> _ACTIVITY_: Retype the following records exactly and exclude the pictures.

Photo-based referring expression data:
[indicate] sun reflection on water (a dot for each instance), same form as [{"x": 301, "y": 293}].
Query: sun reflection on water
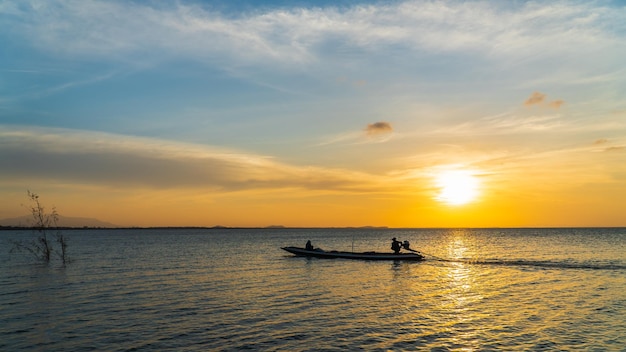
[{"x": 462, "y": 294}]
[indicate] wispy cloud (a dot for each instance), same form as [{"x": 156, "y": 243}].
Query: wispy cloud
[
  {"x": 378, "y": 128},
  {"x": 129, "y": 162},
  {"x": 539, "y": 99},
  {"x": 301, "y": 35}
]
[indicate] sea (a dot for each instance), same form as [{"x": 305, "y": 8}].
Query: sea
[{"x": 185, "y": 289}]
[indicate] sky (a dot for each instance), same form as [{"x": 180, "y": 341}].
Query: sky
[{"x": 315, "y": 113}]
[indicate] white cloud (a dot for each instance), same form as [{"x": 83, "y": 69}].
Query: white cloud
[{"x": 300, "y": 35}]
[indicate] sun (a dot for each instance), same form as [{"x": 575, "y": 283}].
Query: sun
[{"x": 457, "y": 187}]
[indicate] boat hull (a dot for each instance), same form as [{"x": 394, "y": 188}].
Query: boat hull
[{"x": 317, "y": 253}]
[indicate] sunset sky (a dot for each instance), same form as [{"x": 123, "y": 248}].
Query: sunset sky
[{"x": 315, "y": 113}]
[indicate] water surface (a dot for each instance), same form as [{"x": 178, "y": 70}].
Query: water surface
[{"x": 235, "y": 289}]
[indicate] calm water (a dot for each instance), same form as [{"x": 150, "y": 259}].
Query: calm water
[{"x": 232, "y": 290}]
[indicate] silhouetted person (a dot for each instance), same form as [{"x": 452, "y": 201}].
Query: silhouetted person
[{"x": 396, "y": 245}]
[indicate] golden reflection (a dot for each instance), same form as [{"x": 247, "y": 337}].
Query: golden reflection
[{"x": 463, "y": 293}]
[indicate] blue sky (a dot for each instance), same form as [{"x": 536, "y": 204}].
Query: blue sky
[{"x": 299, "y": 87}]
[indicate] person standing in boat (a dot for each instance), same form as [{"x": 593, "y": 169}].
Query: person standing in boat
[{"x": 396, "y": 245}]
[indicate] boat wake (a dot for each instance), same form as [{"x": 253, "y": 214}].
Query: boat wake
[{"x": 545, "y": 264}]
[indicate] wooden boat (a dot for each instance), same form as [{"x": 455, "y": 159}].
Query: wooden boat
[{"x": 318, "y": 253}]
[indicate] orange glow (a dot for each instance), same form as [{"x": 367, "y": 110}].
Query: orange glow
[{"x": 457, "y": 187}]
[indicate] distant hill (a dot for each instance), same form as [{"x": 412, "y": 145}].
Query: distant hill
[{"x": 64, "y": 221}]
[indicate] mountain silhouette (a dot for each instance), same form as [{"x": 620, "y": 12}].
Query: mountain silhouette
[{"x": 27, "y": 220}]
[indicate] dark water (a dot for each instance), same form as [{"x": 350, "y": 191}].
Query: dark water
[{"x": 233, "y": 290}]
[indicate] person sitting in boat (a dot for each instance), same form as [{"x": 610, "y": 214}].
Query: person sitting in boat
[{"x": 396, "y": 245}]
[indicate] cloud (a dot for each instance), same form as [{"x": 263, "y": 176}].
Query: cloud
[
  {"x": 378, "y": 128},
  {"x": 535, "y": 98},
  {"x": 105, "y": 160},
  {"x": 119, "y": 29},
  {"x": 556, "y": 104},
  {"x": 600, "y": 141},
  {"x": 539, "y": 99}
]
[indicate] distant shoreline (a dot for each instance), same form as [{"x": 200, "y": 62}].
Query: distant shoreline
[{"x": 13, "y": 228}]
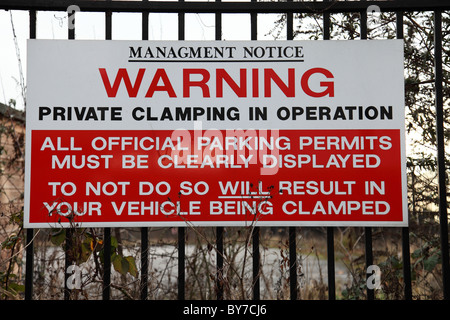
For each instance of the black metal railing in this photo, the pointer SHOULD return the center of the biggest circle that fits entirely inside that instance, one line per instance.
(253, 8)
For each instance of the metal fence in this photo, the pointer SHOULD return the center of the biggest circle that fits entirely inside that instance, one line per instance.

> _TASK RESULT_:
[indicate] sun reflection on water (a dot for each instance), same form as [{"x": 301, "y": 293}].
Query: sun reflection on water
[{"x": 462, "y": 294}]
[indicate] wispy cloud (a dot for each instance), same form as [{"x": 156, "y": 243}].
Query: wispy cloud
[
  {"x": 378, "y": 128},
  {"x": 129, "y": 162},
  {"x": 539, "y": 99},
  {"x": 301, "y": 35}
]
[indicate] sea (a dot for each instance), same form as [{"x": 305, "y": 8}].
Query: sea
[{"x": 185, "y": 289}]
[indicate] sky (a dot for each instance), same form as [{"x": 180, "y": 341}].
Query: sky
[{"x": 315, "y": 113}]
[indicate] white cloud (a dot for each instance), same form as [{"x": 83, "y": 69}].
Query: white cloud
[{"x": 300, "y": 35}]
[indicate] sun (a dot for each instance), same form as [{"x": 575, "y": 283}].
Query: sun
[{"x": 457, "y": 187}]
[indicate] boat hull (a dot for each instance), same form as [{"x": 394, "y": 188}].
Query: boat hull
[{"x": 317, "y": 253}]
[indicate] sunset sky (a dot for each instance), same form as [{"x": 123, "y": 248}].
Query: sunset sky
[{"x": 315, "y": 113}]
[indicate] water surface (a dot for each instance), same form as [{"x": 178, "y": 70}].
Query: water surface
[{"x": 235, "y": 289}]
[indicate] calm water (a dot for each instance), same form as [{"x": 150, "y": 259}].
Query: calm water
[{"x": 232, "y": 290}]
[indicate] silhouetted person (a dot for each instance), same form as [{"x": 452, "y": 201}].
Query: silhouetted person
[{"x": 396, "y": 245}]
[indicate] golden reflection (a dot for each instance), same form as [{"x": 247, "y": 337}].
Query: golden reflection
[{"x": 463, "y": 293}]
[indicate] blue sky (a dot for each instance), same form as [{"x": 536, "y": 204}].
Query: blue sky
[{"x": 299, "y": 87}]
[indicate] person standing in boat (a dot for each instance), same form as [{"x": 593, "y": 169}].
Query: person standing in boat
[{"x": 396, "y": 245}]
[indicate] boat wake (a dot for each instance), same form as [{"x": 253, "y": 214}].
Query: boat wake
[{"x": 545, "y": 264}]
[indicate] wooden boat (a dot for each instance), same form as [{"x": 455, "y": 159}].
Query: wooden boat
[{"x": 318, "y": 253}]
[indicate] orange glow (a dot for each instance), same form as [{"x": 367, "y": 110}].
Query: orange glow
[{"x": 457, "y": 187}]
[indicate] distant hill (a dot for each instance), same form as [{"x": 412, "y": 145}].
Query: distant hill
[{"x": 64, "y": 221}]
[indicate] mountain silhouette (a dot for each instance), same form as [{"x": 620, "y": 12}].
Query: mountain silhouette
[{"x": 27, "y": 220}]
[indicate] dark water (a dot for each instance), same form as [{"x": 350, "y": 191}].
Query: dark water
[{"x": 233, "y": 290}]
[indicate] person sitting in boat (a dot for each instance), same form as [{"x": 610, "y": 214}].
Query: person sitting in boat
[{"x": 396, "y": 245}]
[indicate] cloud (a dot for each instance), same form as [{"x": 263, "y": 176}].
Query: cloud
[
  {"x": 378, "y": 128},
  {"x": 535, "y": 98},
  {"x": 105, "y": 160},
  {"x": 119, "y": 29},
  {"x": 556, "y": 104},
  {"x": 600, "y": 141},
  {"x": 539, "y": 99}
]
[indicate] distant shoreline (a dot for each instance), same form as [{"x": 200, "y": 62}].
Query: distant shoreline
[{"x": 13, "y": 228}]
For each instance of the black metal railing in this photo, the pointer SHOULD return the center of the biggest circle that fits entirely inside that instance, one line per instance.
(253, 8)
For each instance of the metal fence in this photo, the pointer SHOULD return the center of the biggest circle that fits entirely inside that instance, one line per instance.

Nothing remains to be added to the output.